### Do this
Reproduce every record in full, including its text, and offset each coordinate in the answer points by -97. Leave the pictures out.

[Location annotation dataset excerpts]
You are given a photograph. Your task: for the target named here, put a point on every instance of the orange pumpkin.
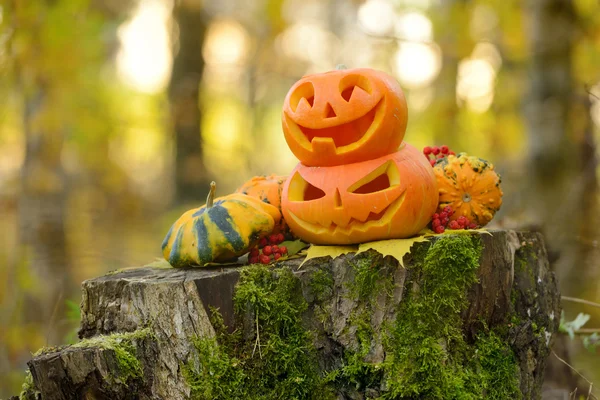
(268, 189)
(389, 197)
(470, 186)
(344, 116)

### Exercise output
You are given a photograph. Your task: for the target named here, put a point on every instance of the orange pumpkin.
(171, 92)
(292, 100)
(373, 89)
(247, 19)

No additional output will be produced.